Directions: Each line below should be repeated exactly as written, with no pictures carried over.

##### Material supplied

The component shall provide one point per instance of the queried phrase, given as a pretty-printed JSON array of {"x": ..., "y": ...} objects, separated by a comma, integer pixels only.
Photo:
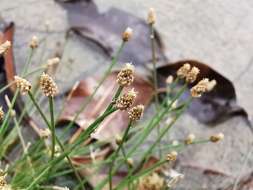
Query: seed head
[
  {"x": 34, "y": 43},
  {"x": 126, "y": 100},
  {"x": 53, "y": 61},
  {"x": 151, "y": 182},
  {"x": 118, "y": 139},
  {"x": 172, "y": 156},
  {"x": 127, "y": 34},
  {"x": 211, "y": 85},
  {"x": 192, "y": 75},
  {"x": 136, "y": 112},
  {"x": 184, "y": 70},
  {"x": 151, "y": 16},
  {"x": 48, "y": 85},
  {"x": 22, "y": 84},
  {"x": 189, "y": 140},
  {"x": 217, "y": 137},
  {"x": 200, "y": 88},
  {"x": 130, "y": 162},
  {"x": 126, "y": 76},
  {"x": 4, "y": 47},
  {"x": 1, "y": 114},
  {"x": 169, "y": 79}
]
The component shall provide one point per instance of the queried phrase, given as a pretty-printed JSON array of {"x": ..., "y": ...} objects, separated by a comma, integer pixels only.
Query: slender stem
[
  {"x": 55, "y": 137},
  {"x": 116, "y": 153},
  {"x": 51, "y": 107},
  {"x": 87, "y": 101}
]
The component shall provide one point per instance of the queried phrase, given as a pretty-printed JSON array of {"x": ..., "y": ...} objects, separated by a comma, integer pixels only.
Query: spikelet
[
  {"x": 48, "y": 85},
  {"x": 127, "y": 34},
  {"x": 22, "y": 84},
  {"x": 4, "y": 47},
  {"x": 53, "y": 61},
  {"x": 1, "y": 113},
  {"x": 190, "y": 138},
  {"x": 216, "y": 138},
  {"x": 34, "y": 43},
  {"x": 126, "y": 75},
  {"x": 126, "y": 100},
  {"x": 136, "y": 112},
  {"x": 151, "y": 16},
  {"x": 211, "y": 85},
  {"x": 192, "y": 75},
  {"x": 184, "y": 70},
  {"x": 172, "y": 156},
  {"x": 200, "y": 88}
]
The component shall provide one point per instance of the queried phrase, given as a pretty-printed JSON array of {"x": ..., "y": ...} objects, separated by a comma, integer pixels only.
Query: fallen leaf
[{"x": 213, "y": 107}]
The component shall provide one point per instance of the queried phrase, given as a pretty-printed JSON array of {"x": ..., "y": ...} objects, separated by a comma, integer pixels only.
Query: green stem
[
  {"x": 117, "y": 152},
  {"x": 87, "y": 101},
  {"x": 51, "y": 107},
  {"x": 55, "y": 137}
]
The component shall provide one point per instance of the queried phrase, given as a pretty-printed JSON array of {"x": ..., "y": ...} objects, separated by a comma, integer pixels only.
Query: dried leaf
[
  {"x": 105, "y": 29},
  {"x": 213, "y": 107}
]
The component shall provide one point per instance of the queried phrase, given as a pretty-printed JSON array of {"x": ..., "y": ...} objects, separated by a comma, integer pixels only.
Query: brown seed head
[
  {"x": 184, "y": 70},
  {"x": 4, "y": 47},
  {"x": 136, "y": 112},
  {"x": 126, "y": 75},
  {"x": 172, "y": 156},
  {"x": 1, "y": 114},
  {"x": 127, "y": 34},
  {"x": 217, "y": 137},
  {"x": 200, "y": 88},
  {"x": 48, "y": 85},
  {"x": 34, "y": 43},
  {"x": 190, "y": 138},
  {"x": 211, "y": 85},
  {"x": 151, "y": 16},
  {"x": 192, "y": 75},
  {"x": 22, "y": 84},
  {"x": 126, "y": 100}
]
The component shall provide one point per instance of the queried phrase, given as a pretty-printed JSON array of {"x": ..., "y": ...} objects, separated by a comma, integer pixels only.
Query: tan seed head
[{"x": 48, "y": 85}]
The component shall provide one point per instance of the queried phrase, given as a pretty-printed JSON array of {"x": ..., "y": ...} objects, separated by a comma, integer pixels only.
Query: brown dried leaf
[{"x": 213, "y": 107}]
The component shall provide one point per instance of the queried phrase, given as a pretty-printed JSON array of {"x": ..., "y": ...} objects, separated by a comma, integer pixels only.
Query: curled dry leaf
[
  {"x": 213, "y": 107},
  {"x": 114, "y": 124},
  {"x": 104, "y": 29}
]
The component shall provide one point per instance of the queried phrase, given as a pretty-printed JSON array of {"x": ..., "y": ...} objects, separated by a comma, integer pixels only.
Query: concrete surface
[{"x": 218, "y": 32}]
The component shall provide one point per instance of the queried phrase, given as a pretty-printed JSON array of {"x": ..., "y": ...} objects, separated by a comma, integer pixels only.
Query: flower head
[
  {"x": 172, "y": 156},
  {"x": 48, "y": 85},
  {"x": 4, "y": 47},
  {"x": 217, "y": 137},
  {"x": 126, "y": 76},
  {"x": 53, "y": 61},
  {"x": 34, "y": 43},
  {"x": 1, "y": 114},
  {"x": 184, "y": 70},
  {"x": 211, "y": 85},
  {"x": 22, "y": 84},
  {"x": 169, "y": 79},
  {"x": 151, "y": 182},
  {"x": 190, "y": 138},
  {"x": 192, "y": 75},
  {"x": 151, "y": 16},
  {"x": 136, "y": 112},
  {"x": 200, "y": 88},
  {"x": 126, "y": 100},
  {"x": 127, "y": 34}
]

##########

The answer:
The component shall provide one point per instance of the queried phrase, given as a pretty-printed JSON array of {"x": ..., "y": ...} objects, separated by a comma, integer pixels only.
Photo:
Query: seed head
[
  {"x": 34, "y": 43},
  {"x": 126, "y": 100},
  {"x": 53, "y": 61},
  {"x": 151, "y": 182},
  {"x": 118, "y": 139},
  {"x": 172, "y": 156},
  {"x": 127, "y": 34},
  {"x": 211, "y": 85},
  {"x": 192, "y": 75},
  {"x": 136, "y": 112},
  {"x": 184, "y": 70},
  {"x": 151, "y": 16},
  {"x": 48, "y": 85},
  {"x": 22, "y": 84},
  {"x": 189, "y": 140},
  {"x": 217, "y": 137},
  {"x": 200, "y": 88},
  {"x": 130, "y": 162},
  {"x": 126, "y": 76},
  {"x": 4, "y": 47},
  {"x": 1, "y": 114},
  {"x": 169, "y": 79}
]
The component shall provide one point per instance of the queried phrase, given as a pretty-printed JSON array of {"x": ..., "y": ...} objects, separated by a comma, integer pixels only.
Query: slender stem
[
  {"x": 55, "y": 137},
  {"x": 116, "y": 153},
  {"x": 51, "y": 107},
  {"x": 87, "y": 101}
]
The component shall provide one point per instance of the queried phrase, given as a pretty-printed JSON array of {"x": ..., "y": ...} objects, separated by a comma, integer pixels only.
Query: spikelet
[
  {"x": 48, "y": 85},
  {"x": 127, "y": 34},
  {"x": 22, "y": 84},
  {"x": 4, "y": 47},
  {"x": 53, "y": 61},
  {"x": 1, "y": 113},
  {"x": 190, "y": 138},
  {"x": 216, "y": 138},
  {"x": 34, "y": 43},
  {"x": 126, "y": 75},
  {"x": 126, "y": 100},
  {"x": 136, "y": 112},
  {"x": 151, "y": 16},
  {"x": 211, "y": 85},
  {"x": 192, "y": 75},
  {"x": 184, "y": 70},
  {"x": 172, "y": 156},
  {"x": 200, "y": 88}
]
The component shall provide one point per instance of the queried phrase, given as a pretty-printed JSON array of {"x": ..., "y": ...} objects, separated by a comma, integer pixels only.
Query: fallen leaf
[{"x": 213, "y": 107}]
The component shall provide one point per instance of the queried phrase, given as a pretty-printed JSON array of {"x": ..., "y": ...} objects, separated by a comma, integer pixels only.
Query: green stem
[
  {"x": 117, "y": 152},
  {"x": 87, "y": 101},
  {"x": 51, "y": 107},
  {"x": 55, "y": 137}
]
The component shall provide one point per instance of the queried phrase, given as a pretty-printed JSON array of {"x": ..., "y": ...} objects, separated by a comma, integer pixels only.
Query: dried leaf
[
  {"x": 105, "y": 29},
  {"x": 213, "y": 107}
]
The component shall provide one point per instance of the queried phrase, given as a pretty-printed JSON array of {"x": ..., "y": ...} objects, separated by a comma, integer pixels only.
Query: brown seed head
[
  {"x": 184, "y": 70},
  {"x": 4, "y": 47},
  {"x": 136, "y": 112},
  {"x": 126, "y": 75},
  {"x": 172, "y": 156},
  {"x": 1, "y": 114},
  {"x": 127, "y": 34},
  {"x": 217, "y": 137},
  {"x": 200, "y": 88},
  {"x": 48, "y": 85},
  {"x": 34, "y": 43},
  {"x": 190, "y": 138},
  {"x": 211, "y": 85},
  {"x": 151, "y": 16},
  {"x": 192, "y": 75},
  {"x": 22, "y": 84},
  {"x": 126, "y": 100}
]
The component shall provide one point per instance of the queried phrase, given as a pretty-printed JSON array of {"x": ..., "y": ...} objects, separated by a comma, integer pixels only.
Query: tan seed head
[{"x": 48, "y": 85}]
The component shall provide one point per instance of the queried phrase, given as a pretty-printed JSON array of {"x": ..., "y": ...} objects, separated by a comma, integer pixels only.
Query: brown dried leaf
[{"x": 213, "y": 107}]
The component shall provide one point per instance of the queried phrase, given as a pretty-printed JSON array of {"x": ..., "y": ...} objects, separated by a comma, integer pixels only.
Query: curled dry leaf
[
  {"x": 213, "y": 107},
  {"x": 114, "y": 124},
  {"x": 104, "y": 29}
]
The component shall provide one point per instance of the queried phrase, given as a pretty-printed JSON array of {"x": ..., "y": ...} objects, separated by a comma, integer pixels only.
Query: concrete surface
[{"x": 218, "y": 32}]
The component shall provide one point per instance of the queried phrase, given as a pretty-printed JSON array of {"x": ..., "y": ...} objects, separated by a comma, integer pixels only.
Query: flower head
[
  {"x": 172, "y": 156},
  {"x": 48, "y": 85},
  {"x": 4, "y": 47},
  {"x": 217, "y": 137},
  {"x": 126, "y": 76},
  {"x": 53, "y": 61},
  {"x": 34, "y": 43},
  {"x": 1, "y": 114},
  {"x": 184, "y": 70},
  {"x": 211, "y": 85},
  {"x": 22, "y": 84},
  {"x": 169, "y": 79},
  {"x": 151, "y": 182},
  {"x": 190, "y": 138},
  {"x": 192, "y": 75},
  {"x": 151, "y": 16},
  {"x": 136, "y": 112},
  {"x": 200, "y": 88},
  {"x": 126, "y": 100},
  {"x": 127, "y": 34}
]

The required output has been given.